▶ _Your task_
Each line of the records that holds the word "pink" should be copied out.

▶ _Dataset_
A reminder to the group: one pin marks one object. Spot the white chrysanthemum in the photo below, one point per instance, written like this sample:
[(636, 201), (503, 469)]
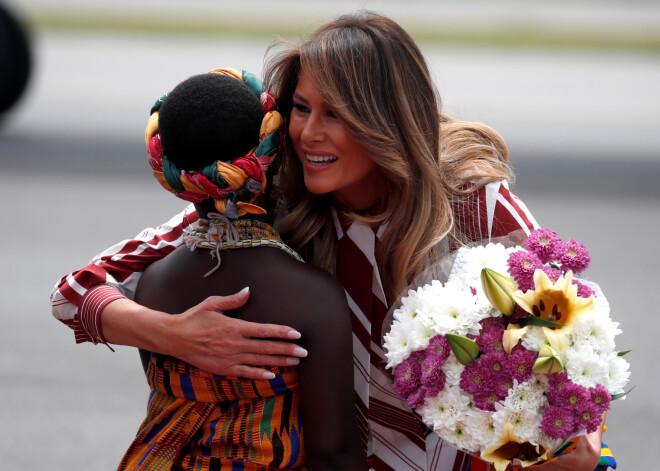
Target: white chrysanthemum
[(453, 370), (481, 426), (597, 331), (460, 437), (525, 396), (525, 422), (470, 261), (534, 339), (450, 310), (397, 342), (445, 409), (618, 374), (585, 367)]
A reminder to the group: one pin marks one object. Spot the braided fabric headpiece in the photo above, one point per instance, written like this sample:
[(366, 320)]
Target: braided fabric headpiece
[(233, 184)]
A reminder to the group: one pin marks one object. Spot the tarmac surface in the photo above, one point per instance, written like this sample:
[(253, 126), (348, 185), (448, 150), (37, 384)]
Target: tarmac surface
[(582, 128)]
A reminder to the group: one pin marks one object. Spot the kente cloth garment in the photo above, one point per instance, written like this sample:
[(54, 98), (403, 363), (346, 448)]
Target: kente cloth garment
[(78, 298), (197, 421)]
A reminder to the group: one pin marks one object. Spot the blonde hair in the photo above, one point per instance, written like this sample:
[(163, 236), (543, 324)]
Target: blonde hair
[(373, 76)]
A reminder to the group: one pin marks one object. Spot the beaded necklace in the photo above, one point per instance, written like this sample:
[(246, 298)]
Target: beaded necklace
[(217, 232)]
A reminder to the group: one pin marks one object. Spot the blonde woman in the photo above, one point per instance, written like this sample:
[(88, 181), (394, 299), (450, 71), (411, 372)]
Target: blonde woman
[(375, 184)]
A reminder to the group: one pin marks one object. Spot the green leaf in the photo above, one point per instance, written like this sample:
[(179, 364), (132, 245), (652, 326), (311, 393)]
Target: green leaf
[(537, 321), (465, 349), (620, 395)]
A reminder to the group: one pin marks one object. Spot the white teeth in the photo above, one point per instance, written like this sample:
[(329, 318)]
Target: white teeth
[(320, 159)]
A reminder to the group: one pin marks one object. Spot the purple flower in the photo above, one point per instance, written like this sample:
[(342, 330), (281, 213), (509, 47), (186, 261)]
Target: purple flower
[(556, 382), (431, 370), (583, 290), (439, 346), (588, 417), (558, 422), (572, 256), (433, 391), (522, 265), (520, 364), (485, 400), (572, 396), (407, 377), (542, 242), (416, 399), (600, 397), (473, 378), (494, 362), (552, 273)]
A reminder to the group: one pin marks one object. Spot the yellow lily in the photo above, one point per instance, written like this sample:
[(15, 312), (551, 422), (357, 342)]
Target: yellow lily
[(513, 450), (556, 302)]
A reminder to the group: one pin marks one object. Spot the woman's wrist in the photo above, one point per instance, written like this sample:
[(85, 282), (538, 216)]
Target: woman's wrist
[(125, 322)]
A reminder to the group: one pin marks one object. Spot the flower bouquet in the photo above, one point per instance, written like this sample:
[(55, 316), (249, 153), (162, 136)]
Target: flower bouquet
[(508, 367)]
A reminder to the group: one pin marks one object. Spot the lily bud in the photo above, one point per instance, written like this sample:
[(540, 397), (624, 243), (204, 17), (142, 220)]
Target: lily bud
[(498, 289), (465, 350), (548, 361)]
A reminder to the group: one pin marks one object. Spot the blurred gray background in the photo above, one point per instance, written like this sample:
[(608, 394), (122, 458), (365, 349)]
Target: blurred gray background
[(574, 88)]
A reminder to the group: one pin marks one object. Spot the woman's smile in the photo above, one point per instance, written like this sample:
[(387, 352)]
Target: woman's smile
[(333, 162)]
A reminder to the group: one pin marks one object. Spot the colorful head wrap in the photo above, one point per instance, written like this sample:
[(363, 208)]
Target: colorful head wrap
[(233, 184)]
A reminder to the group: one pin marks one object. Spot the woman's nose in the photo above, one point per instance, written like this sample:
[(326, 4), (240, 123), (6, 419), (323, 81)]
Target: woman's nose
[(312, 130)]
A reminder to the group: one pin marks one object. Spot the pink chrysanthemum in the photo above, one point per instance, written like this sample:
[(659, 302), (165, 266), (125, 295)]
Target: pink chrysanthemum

▶ _Exercise solution_
A reminder to the group: one pin marks one object. Spot the pink chrysanthemum in the photo above, one point per instance, written like this sample:
Target: pink chrysanthemum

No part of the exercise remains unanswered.